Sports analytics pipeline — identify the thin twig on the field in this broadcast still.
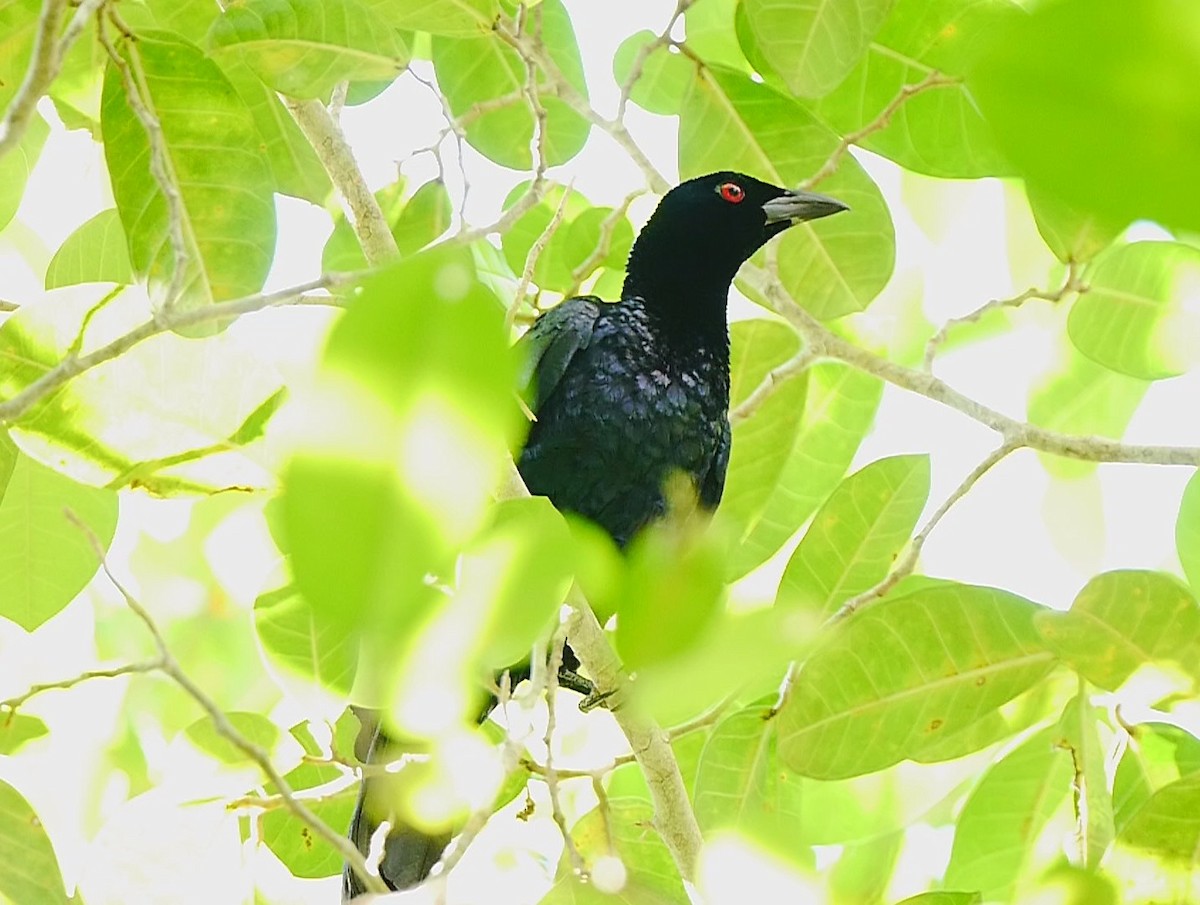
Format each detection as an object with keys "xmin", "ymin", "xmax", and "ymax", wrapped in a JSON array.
[
  {"xmin": 1, "ymin": 660, "xmax": 162, "ymax": 718},
  {"xmin": 739, "ymin": 264, "xmax": 1200, "ymax": 467},
  {"xmin": 828, "ymin": 440, "xmax": 1022, "ymax": 624},
  {"xmin": 543, "ymin": 620, "xmax": 586, "ymax": 876},
  {"xmin": 615, "ymin": 0, "xmax": 694, "ymax": 122},
  {"xmin": 65, "ymin": 512, "xmax": 388, "ymax": 895},
  {"xmin": 730, "ymin": 346, "xmax": 820, "ymax": 425},
  {"xmin": 924, "ymin": 261, "xmax": 1086, "ymax": 370},
  {"xmin": 804, "ymin": 71, "xmax": 959, "ymax": 189},
  {"xmin": 99, "ymin": 8, "xmax": 195, "ymax": 310},
  {"xmin": 563, "ymin": 189, "xmax": 643, "ymax": 299},
  {"xmin": 507, "ymin": 186, "xmax": 572, "ymax": 335}
]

▬▬▬▬▬▬▬▬▬▬

[Work to be completed] Only the text of the listing above should be copied, exactly and with pictures left out.

[Answer to this exercise]
Sports analytics pipeline — identify the thin twig on the field in this broadcast still.
Format each detection as an object with keys "xmin", "ymin", "xmax", and "ymax", wrapped in a JSON array.
[
  {"xmin": 1, "ymin": 660, "xmax": 162, "ymax": 718},
  {"xmin": 739, "ymin": 264, "xmax": 1200, "ymax": 467},
  {"xmin": 828, "ymin": 440, "xmax": 1022, "ymax": 624},
  {"xmin": 543, "ymin": 620, "xmax": 586, "ymax": 876},
  {"xmin": 615, "ymin": 0, "xmax": 694, "ymax": 122},
  {"xmin": 65, "ymin": 512, "xmax": 388, "ymax": 895},
  {"xmin": 730, "ymin": 346, "xmax": 820, "ymax": 425},
  {"xmin": 924, "ymin": 261, "xmax": 1086, "ymax": 370},
  {"xmin": 804, "ymin": 71, "xmax": 959, "ymax": 189},
  {"xmin": 99, "ymin": 8, "xmax": 195, "ymax": 310},
  {"xmin": 563, "ymin": 189, "xmax": 643, "ymax": 299},
  {"xmin": 507, "ymin": 186, "xmax": 572, "ymax": 335}
]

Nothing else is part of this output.